» **Goal of the exercise**
Please copy out all the items below, switching "instance" to "occurrence" and leaving everything else unchanged.
-----
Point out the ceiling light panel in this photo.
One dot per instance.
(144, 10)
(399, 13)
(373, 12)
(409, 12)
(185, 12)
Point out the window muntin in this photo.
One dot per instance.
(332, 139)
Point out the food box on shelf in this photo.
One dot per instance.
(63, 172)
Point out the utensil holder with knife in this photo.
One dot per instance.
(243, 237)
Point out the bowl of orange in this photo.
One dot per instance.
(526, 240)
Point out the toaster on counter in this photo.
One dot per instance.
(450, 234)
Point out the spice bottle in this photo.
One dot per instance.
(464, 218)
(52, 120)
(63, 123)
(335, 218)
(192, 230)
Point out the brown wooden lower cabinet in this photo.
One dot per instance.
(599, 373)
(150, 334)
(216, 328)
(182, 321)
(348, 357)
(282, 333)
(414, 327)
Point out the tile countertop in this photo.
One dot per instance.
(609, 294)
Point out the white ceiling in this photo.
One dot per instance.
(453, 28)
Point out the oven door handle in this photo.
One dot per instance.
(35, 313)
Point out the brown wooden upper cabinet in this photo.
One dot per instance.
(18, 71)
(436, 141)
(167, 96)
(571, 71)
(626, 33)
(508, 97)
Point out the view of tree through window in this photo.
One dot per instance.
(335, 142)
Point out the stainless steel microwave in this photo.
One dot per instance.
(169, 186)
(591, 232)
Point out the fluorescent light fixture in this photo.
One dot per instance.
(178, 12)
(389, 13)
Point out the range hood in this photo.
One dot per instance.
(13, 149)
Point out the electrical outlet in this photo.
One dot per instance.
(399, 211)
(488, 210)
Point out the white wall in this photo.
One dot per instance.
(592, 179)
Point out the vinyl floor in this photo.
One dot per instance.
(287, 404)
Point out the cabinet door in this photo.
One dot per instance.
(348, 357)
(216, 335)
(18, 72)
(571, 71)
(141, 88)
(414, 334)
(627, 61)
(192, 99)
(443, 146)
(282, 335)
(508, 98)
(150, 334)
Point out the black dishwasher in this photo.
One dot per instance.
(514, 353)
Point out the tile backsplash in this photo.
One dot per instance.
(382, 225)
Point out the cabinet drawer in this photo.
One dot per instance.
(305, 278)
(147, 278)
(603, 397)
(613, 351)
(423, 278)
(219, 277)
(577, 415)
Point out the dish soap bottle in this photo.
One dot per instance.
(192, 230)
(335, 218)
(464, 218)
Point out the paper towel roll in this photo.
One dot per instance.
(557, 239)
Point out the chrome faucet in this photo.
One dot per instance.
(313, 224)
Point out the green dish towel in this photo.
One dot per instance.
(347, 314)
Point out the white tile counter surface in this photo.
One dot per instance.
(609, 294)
-----
» **Response below**
Point out the ceiling light panel in this photo.
One dot per occurrence.
(144, 10)
(399, 13)
(373, 12)
(409, 12)
(185, 12)
Point out the window muntin in this photo.
One dot per occurrence.
(332, 139)
Point out the food box on shelf in this photo.
One dot per occurrence.
(63, 172)
Point out the utensil holder with knife in this photo.
One dot per occurrence.
(243, 237)
Point out the bowl of orange in this photo.
One dot per occurrence.
(526, 240)
Point out the toaster on counter in this photo.
One dot per occurrence.
(450, 234)
Point out the spice bottle in this photo.
One dot per occurrence.
(464, 218)
(52, 120)
(63, 123)
(335, 218)
(192, 230)
Point out the brown wooden lower cabinet in this photo.
One dot per occurrence.
(599, 373)
(150, 334)
(216, 328)
(182, 321)
(348, 357)
(282, 333)
(414, 327)
Point out the tile countertop in this photo.
One dot per occurrence.
(609, 294)
Point out the white ceiling in this photo.
One dot per occurrence.
(453, 28)
Point out the oven door handle in this photo.
One dot per occurrence.
(35, 313)
Point out the brown wooden upper cabinet in this photo.
One dot per occurrence.
(18, 71)
(436, 141)
(167, 96)
(571, 71)
(626, 33)
(508, 97)
Point out the view of tree through window in this photo.
One dot per occurrence.
(335, 142)
Point out the stainless steel microwave in this photo.
One dot per occurrence.
(169, 186)
(591, 232)
Point out the fluorescent light fixture in this photo.
One dot per occurrence.
(178, 12)
(389, 13)
Point out the range hood in this photo.
One dot per occurrence.
(13, 149)
Point out the electrical outlet in this photo.
One dot per occurrence.
(399, 211)
(488, 210)
Point out the white wall in this photo.
One dot per occurrence.
(592, 179)
Point out the vinyl floor in this photo.
One dot per occurrence.
(287, 404)
Point out the cabinet door in this photo.
One dot per occurrence.
(348, 357)
(216, 335)
(18, 72)
(571, 71)
(141, 88)
(414, 334)
(627, 61)
(192, 99)
(443, 146)
(282, 335)
(508, 98)
(150, 334)
Point out the black dishwasher in this photo.
One dot per occurrence.
(514, 353)
Point out the tile backsplash in this photo.
One dot per occurrence.
(382, 225)
Point out the cabinet drawer in this photo.
One dot per occurrence.
(305, 278)
(147, 278)
(603, 397)
(613, 351)
(423, 278)
(219, 277)
(577, 415)
Point out the dish soap bottle in this photo.
One dot per occurrence.
(192, 230)
(335, 218)
(464, 218)
Point out the paper towel roll in this photo.
One dot per occurrence.
(557, 239)
Point out the chrome faucet in this photo.
One dot per occurrence.
(313, 224)
Point out the green dish towel in this photo.
One dot per occurrence.
(347, 314)
Point out the white tile counter surface in this photo.
One dot per occurrence.
(609, 294)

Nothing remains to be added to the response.